To be done: Each line from the one that contains "[tag] green lawn: a pin per instance" to the end of the material must be set down exactly, and no line before it.

───── Exercise material ─────

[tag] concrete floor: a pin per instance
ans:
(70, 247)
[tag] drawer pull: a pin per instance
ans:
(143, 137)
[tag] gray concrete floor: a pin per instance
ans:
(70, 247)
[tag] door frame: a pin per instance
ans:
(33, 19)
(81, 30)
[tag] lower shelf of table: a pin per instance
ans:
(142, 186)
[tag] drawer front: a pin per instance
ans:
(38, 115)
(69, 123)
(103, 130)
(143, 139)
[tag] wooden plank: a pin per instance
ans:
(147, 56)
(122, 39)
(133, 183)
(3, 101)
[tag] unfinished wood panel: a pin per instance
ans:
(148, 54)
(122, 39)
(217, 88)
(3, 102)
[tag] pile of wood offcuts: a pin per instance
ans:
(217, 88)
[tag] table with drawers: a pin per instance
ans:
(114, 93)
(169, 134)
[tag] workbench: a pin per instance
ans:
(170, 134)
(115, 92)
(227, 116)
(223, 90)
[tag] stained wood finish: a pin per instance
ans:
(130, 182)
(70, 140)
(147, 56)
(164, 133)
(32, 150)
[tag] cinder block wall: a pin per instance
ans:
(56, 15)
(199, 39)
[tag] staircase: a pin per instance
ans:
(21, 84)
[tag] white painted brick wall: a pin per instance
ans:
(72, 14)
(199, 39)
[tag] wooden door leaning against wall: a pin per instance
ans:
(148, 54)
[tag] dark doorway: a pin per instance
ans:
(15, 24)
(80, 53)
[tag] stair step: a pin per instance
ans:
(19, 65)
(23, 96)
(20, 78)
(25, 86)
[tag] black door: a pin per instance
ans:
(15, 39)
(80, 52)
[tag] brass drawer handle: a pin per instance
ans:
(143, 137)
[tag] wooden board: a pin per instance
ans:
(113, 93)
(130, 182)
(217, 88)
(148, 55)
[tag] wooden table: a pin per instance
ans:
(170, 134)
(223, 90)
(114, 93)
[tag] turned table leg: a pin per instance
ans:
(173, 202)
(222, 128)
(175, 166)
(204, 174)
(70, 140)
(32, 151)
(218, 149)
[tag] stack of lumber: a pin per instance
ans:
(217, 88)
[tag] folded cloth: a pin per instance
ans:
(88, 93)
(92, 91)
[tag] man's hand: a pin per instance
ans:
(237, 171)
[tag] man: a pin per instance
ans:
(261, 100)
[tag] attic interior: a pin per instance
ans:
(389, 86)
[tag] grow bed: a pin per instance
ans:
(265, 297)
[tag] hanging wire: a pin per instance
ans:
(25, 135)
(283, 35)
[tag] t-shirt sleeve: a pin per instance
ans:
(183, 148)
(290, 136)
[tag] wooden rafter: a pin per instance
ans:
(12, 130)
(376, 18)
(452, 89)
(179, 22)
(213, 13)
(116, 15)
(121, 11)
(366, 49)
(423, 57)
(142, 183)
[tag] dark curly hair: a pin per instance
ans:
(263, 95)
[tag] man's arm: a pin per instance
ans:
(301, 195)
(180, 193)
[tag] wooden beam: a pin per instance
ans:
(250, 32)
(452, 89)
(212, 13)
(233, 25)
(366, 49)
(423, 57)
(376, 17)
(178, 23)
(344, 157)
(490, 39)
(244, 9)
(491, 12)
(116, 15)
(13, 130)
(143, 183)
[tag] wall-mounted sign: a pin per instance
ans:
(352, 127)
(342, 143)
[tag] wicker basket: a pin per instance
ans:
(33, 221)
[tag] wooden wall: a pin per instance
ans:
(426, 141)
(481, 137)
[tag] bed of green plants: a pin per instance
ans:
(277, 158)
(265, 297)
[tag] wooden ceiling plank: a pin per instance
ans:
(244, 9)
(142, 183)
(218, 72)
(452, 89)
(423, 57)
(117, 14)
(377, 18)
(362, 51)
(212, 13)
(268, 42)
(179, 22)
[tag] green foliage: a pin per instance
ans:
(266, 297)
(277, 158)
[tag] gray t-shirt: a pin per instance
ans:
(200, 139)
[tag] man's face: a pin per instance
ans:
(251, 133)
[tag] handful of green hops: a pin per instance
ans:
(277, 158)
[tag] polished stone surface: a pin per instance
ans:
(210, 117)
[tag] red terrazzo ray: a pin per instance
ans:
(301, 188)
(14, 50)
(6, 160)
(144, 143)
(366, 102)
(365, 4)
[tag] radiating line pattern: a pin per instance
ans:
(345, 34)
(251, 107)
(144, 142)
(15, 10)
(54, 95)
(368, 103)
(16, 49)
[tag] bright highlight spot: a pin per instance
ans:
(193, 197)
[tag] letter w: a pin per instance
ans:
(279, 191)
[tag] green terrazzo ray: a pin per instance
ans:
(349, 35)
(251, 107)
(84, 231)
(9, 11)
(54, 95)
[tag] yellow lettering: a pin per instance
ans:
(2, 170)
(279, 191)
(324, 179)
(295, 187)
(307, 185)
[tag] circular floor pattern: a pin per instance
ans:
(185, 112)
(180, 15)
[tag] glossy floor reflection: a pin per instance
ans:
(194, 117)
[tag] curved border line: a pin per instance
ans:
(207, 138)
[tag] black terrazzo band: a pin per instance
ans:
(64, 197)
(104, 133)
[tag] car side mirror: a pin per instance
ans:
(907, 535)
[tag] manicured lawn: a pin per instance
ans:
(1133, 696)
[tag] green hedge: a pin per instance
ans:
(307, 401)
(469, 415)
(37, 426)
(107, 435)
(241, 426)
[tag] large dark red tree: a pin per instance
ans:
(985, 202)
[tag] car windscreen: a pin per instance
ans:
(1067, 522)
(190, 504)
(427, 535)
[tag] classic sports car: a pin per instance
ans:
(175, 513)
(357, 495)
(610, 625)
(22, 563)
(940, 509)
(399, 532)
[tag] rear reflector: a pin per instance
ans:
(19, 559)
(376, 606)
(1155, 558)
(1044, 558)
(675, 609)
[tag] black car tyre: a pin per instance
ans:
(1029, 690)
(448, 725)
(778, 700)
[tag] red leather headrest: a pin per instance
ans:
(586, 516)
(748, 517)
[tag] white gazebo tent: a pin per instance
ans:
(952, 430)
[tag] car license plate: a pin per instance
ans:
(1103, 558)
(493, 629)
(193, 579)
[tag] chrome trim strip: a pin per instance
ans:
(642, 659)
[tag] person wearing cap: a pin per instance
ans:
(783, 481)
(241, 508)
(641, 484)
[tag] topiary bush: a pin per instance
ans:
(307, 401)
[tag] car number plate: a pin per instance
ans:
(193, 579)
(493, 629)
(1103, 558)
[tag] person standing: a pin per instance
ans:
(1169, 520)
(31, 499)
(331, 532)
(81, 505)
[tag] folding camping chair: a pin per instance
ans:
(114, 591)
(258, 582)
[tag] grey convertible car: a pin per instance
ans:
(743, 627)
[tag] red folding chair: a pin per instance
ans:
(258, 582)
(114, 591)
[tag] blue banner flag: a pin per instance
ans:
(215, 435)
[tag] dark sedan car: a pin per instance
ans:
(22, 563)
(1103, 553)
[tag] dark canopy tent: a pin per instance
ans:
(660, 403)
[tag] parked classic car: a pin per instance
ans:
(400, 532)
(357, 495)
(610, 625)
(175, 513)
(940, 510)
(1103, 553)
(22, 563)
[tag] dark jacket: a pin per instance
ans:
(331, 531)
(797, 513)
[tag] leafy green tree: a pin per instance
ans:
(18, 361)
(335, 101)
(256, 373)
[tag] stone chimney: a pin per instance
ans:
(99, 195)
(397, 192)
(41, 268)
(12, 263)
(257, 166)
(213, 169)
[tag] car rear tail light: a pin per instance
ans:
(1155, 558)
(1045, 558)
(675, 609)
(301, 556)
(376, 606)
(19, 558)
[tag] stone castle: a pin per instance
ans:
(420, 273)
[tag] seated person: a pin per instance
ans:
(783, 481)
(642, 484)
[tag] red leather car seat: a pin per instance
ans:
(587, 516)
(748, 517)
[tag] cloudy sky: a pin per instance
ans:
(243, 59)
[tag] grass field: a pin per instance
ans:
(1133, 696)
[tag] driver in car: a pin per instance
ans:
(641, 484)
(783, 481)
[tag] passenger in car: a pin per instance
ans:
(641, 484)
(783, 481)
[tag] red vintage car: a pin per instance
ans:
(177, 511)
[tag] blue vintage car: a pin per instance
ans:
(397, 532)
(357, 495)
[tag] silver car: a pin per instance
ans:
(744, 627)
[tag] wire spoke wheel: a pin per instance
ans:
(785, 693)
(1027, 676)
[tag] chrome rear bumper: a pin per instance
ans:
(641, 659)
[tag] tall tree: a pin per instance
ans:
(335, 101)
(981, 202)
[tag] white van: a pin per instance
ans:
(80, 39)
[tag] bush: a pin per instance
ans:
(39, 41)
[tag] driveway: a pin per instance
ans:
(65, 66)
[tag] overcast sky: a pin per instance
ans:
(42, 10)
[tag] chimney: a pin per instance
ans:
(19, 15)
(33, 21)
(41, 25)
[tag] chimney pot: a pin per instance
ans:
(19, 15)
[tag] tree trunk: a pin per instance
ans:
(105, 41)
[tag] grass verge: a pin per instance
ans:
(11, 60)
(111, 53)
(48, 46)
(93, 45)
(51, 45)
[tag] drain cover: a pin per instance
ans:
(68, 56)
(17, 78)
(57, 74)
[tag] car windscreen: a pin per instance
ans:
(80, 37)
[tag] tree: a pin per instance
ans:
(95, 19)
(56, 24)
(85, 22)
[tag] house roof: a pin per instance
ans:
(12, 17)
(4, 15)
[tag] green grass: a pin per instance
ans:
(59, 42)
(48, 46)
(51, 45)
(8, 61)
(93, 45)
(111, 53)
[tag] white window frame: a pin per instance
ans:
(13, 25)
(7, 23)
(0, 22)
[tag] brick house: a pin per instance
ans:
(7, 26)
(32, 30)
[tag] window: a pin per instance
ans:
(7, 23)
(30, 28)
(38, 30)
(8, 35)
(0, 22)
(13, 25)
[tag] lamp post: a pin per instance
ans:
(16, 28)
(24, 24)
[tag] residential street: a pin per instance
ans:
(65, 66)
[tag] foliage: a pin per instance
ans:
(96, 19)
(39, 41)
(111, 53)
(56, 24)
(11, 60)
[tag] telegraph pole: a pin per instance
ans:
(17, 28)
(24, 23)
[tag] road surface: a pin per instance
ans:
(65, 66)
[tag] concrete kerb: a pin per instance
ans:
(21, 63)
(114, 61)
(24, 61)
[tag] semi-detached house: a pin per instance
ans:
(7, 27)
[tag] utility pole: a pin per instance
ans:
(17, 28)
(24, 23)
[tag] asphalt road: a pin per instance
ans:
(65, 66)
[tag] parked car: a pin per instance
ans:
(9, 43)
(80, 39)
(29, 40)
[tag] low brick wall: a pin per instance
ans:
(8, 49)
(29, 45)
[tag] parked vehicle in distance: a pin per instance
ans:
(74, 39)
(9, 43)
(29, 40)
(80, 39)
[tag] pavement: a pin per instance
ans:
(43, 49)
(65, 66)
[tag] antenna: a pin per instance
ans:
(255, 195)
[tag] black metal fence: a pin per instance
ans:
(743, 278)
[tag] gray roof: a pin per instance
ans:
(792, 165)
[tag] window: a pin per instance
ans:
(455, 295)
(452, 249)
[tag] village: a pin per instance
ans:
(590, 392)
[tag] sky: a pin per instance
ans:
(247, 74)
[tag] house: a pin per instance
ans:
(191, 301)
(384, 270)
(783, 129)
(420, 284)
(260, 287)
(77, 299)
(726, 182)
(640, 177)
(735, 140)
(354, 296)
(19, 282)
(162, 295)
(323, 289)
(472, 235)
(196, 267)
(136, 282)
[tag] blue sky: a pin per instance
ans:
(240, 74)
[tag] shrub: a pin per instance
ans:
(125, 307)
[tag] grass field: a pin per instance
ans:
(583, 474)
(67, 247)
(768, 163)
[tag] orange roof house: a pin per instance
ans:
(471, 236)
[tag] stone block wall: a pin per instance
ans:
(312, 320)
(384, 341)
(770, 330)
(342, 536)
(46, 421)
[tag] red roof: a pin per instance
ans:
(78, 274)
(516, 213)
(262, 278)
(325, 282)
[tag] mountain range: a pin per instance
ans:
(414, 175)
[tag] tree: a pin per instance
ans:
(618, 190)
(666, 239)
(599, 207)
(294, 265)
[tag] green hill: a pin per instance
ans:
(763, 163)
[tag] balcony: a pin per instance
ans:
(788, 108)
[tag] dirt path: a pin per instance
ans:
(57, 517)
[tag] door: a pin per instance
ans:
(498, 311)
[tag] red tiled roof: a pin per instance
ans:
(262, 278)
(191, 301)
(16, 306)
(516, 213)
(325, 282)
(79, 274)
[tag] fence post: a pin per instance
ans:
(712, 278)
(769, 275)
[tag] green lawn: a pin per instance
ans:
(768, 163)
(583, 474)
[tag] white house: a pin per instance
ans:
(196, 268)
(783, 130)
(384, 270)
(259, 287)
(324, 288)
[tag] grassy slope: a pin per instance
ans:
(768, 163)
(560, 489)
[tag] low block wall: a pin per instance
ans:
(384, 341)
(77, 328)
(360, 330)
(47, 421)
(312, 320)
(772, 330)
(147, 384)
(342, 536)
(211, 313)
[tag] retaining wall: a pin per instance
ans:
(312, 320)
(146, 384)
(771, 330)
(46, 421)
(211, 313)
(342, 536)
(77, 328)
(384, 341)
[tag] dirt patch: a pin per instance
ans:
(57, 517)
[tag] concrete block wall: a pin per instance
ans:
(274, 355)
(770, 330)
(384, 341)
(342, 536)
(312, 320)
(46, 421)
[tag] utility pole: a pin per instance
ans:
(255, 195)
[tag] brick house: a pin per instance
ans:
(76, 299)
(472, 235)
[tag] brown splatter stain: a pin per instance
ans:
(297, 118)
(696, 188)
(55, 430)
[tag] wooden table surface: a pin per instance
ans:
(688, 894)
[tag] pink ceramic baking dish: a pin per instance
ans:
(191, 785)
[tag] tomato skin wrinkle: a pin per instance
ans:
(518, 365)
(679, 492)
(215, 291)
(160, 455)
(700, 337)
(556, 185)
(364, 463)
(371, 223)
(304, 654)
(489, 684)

─────

Solved exercise:
[tag] green lawn: a pin per instance
ans:
(768, 163)
(583, 474)
[tag] white house: a pin per instance
ans:
(196, 268)
(783, 130)
(384, 270)
(259, 287)
(324, 288)
[tag] grassy slope: a pin per instance
ans:
(768, 163)
(560, 489)
[tag] low block wall: a pin per instance
ans:
(384, 341)
(77, 328)
(360, 330)
(47, 421)
(312, 320)
(772, 330)
(147, 384)
(342, 536)
(211, 313)
[tag] retaining wall: a pin per instance
ans:
(312, 320)
(146, 384)
(771, 330)
(46, 421)
(211, 313)
(342, 536)
(77, 328)
(384, 341)
[tag] dirt patch: a pin per instance
ans:
(57, 517)
[tag] concrete block wall: a pin per instance
ans:
(274, 355)
(770, 330)
(384, 341)
(342, 536)
(312, 320)
(46, 421)
[tag] utility pole: a pin per instance
ans:
(255, 195)
[tag] brick house: a pin per instance
ans:
(76, 299)
(472, 235)
[tag] brown splatter stain: a pin per instance
ans:
(297, 118)
(696, 188)
(55, 430)
[tag] wooden table surface: a pin per instance
ans:
(688, 894)
[tag] pink ceramic baking dish: a pin per instance
ans:
(191, 785)
[tag] tomato skin wrinkle: a pin per instance
ans:
(518, 365)
(679, 492)
(215, 291)
(160, 455)
(700, 337)
(556, 185)
(364, 463)
(371, 223)
(304, 654)
(489, 684)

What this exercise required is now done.